[BEGIN]
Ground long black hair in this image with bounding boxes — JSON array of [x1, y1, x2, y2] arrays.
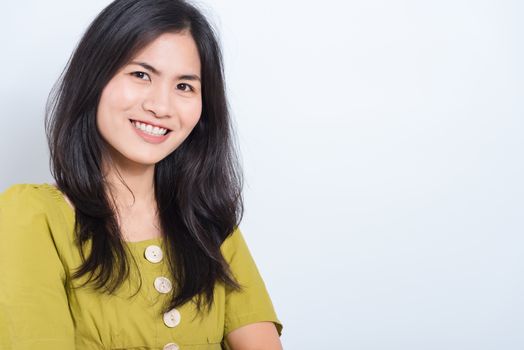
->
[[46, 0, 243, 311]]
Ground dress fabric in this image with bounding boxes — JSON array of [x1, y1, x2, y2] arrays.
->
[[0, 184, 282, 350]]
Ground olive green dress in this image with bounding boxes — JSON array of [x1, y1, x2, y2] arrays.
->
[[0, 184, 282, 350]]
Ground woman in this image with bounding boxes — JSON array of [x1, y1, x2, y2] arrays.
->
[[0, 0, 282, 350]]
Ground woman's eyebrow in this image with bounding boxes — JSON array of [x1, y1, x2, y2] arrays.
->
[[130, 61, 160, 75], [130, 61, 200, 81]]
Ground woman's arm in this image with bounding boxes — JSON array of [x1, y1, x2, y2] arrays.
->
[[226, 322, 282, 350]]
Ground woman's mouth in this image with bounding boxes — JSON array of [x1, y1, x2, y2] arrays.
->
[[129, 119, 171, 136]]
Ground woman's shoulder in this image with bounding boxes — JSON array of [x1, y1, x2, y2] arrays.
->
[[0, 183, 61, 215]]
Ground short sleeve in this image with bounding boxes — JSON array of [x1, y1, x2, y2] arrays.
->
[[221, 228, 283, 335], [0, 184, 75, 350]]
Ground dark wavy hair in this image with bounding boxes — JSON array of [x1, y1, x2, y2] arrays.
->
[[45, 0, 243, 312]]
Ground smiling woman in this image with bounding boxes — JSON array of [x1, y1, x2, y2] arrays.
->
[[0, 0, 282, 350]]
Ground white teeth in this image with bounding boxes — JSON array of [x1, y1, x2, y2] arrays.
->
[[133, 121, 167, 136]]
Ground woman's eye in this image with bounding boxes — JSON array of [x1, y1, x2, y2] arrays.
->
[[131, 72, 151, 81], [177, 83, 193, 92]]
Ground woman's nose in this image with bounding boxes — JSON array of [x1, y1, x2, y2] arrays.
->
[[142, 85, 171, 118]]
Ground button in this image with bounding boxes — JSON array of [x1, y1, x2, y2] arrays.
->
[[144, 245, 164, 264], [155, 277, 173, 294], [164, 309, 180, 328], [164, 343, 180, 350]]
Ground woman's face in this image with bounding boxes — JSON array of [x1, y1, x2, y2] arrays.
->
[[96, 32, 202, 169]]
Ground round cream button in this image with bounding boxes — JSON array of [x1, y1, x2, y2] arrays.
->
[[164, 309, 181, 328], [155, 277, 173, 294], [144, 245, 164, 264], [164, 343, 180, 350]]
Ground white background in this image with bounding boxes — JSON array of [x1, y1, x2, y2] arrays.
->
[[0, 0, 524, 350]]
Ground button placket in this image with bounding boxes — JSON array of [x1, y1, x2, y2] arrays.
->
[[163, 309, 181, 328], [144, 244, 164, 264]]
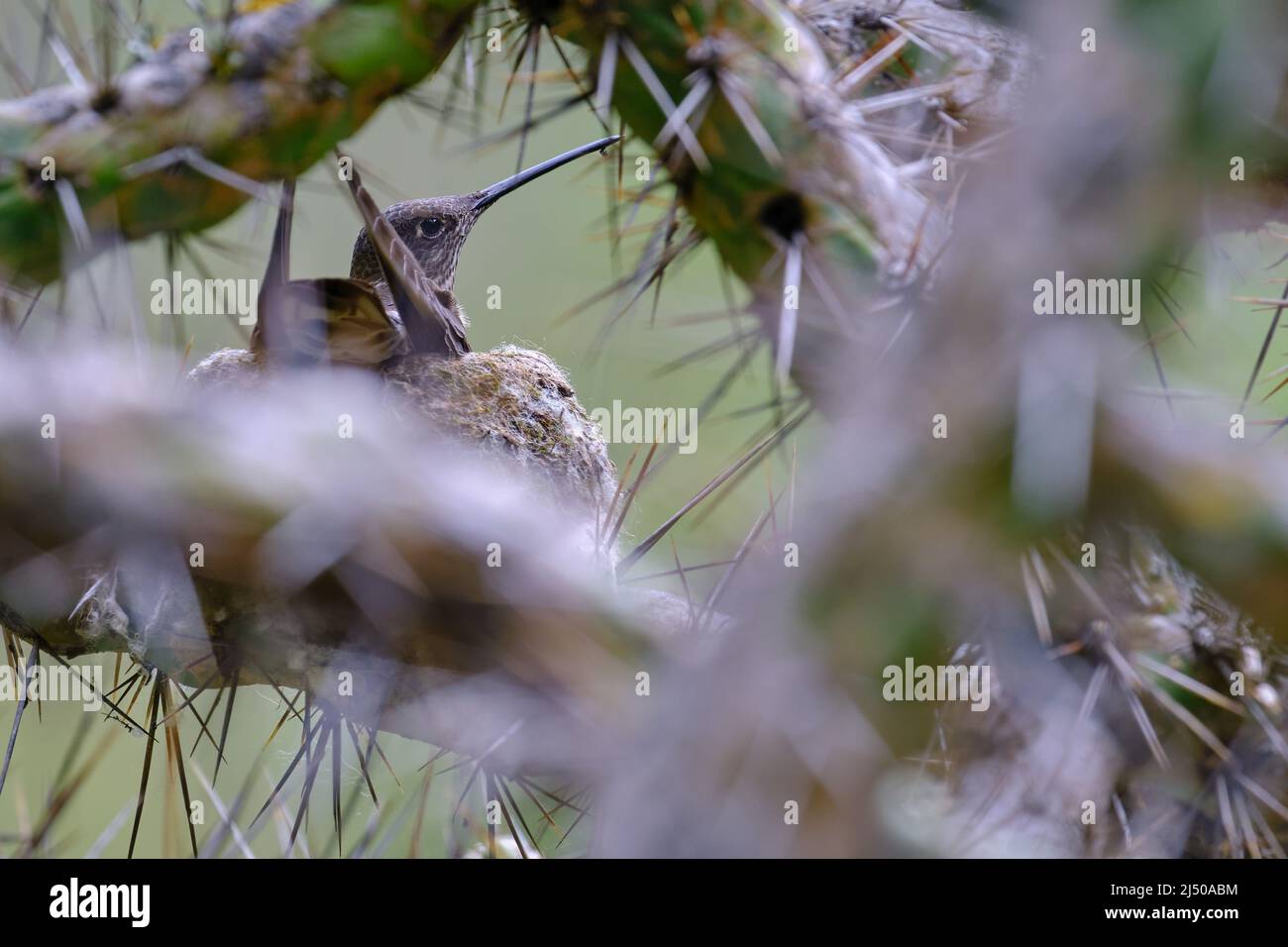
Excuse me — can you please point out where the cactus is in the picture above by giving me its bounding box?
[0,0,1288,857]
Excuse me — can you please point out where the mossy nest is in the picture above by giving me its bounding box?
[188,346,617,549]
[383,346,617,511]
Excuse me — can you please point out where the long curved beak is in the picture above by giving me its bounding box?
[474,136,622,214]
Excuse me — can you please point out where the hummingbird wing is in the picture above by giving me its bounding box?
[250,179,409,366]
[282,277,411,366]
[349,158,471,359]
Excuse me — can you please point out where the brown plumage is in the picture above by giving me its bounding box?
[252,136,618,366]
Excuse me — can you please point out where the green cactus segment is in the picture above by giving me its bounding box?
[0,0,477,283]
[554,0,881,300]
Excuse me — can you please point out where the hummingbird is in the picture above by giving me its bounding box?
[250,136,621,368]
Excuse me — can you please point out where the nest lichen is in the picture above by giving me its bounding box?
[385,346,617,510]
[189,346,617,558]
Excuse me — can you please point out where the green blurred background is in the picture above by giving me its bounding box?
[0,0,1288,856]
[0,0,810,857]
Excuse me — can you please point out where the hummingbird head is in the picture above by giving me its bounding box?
[END]
[BEGIN]
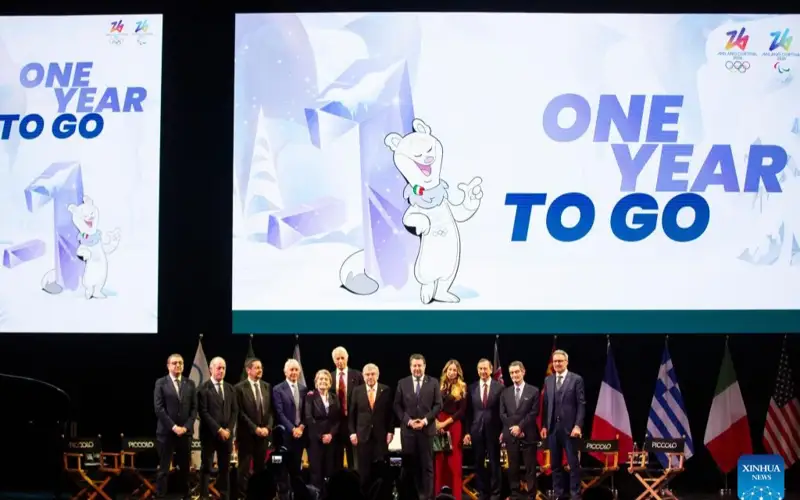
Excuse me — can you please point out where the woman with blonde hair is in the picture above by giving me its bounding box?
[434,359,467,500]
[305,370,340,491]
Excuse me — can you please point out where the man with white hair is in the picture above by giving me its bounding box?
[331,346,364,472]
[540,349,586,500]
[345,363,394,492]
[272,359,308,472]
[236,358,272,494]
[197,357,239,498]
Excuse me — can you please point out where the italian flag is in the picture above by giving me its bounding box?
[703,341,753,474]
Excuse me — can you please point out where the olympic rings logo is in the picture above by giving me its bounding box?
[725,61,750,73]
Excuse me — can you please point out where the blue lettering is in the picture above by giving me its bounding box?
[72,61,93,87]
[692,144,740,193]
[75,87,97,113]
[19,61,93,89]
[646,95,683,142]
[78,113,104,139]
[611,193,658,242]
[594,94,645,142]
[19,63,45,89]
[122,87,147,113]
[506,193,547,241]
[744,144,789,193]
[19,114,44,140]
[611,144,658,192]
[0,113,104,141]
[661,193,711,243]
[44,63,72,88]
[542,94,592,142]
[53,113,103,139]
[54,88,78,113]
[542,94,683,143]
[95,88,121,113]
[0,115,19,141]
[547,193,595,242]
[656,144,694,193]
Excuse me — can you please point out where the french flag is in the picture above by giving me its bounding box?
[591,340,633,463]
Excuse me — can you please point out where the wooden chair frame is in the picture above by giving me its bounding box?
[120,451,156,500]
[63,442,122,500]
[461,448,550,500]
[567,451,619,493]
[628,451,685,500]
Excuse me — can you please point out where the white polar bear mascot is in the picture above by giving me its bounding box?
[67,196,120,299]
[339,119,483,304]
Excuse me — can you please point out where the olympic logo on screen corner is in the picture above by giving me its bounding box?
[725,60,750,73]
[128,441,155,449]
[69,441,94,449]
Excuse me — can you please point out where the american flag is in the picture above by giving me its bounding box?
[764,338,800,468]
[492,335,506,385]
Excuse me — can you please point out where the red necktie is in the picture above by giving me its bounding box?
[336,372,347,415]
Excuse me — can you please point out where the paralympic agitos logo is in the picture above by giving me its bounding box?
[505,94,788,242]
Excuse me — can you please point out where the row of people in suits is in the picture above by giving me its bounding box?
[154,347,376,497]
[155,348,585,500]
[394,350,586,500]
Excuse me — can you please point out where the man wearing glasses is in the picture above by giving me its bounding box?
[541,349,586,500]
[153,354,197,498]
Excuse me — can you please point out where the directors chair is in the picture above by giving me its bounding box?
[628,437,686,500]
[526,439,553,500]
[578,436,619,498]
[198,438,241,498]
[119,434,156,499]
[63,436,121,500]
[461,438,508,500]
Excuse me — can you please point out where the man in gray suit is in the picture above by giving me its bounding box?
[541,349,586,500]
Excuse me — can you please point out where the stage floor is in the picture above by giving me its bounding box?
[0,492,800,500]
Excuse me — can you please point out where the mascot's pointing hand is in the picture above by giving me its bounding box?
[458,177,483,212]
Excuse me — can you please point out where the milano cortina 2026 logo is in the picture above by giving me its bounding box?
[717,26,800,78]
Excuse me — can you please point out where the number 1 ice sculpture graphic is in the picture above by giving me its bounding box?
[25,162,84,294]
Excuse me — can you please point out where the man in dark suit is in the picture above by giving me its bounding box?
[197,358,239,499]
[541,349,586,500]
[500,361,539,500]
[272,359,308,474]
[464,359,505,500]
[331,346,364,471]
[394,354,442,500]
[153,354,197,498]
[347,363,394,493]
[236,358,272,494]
[END]
[BEGIN]
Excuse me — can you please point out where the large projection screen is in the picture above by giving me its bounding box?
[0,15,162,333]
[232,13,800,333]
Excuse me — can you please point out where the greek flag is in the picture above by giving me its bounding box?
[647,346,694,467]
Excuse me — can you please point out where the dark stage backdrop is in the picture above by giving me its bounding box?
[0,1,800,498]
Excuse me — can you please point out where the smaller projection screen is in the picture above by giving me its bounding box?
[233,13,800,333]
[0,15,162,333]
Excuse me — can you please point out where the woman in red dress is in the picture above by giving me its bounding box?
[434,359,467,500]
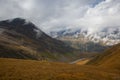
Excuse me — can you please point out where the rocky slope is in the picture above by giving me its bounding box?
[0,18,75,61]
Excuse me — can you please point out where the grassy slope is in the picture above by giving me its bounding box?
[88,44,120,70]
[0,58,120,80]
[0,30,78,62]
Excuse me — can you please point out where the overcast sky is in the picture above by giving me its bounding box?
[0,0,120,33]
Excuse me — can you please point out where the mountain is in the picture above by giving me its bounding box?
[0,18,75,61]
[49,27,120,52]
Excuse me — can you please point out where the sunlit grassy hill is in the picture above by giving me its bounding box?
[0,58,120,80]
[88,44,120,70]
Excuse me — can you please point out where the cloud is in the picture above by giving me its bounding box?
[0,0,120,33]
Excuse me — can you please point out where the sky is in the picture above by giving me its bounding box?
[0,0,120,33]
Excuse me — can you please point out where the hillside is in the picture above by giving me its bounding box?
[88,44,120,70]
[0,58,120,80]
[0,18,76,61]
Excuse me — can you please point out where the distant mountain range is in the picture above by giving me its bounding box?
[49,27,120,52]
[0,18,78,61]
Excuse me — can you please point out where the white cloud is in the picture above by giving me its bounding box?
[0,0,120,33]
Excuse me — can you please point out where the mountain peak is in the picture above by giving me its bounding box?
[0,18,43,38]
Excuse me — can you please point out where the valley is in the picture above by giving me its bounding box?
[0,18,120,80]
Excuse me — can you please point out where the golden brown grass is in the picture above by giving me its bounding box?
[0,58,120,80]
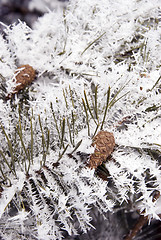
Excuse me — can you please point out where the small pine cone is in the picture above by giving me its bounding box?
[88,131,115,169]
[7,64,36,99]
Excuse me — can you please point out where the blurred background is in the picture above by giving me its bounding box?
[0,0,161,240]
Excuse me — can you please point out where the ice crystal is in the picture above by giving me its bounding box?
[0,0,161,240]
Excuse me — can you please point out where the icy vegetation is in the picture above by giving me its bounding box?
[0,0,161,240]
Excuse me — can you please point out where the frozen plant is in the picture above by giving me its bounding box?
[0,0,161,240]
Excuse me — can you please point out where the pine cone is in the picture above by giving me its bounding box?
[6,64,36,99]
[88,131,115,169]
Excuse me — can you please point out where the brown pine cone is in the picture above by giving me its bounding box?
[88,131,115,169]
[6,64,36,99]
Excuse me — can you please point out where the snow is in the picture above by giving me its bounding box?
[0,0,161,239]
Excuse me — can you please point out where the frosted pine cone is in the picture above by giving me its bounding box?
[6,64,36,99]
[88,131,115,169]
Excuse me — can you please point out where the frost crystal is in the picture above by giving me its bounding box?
[END]
#### What is needed
Please change "pine cone" to "fir cone" in the lines between the one holding "Excuse me — can you please point out where the blurred" and the one holding "the frost crystal", inclusive, and return only those lines with nothing else altered.

#### Task answer
Excuse me — can you please point out where the blurred background is in the picture above by giving me its bounding box?
[0,0,161,240]
Excuse me — can you please point out where the ice crystal is in the picture above by giving me its bounding box?
[0,0,161,240]
Excuse me — can you please point out where the icy vegetation is in the picture above by giving me its bounding box?
[0,0,161,240]
Excuse me — can you please point out where the frozen plant is in the picture above by giving me its bounding box?
[0,0,161,240]
Excuse me — can you please point out where the fir cone is in the picture above by giving me its bounding box?
[6,64,36,99]
[88,131,115,169]
Excuse me — can you please point out where the brown fir cone is in the picture above by giving me its bounding box?
[88,131,115,169]
[6,64,36,99]
Excuse me — can you please point out where the snow is in the picture above by giving me its bounding box?
[0,0,161,239]
Excuse me — can you please point out where the frosted fir cone is in the picture above by giving me its bounding box?
[6,64,36,99]
[88,131,115,169]
Excuse me — can you please point out where the frost crystal is in the picture above by giving me its bounding box?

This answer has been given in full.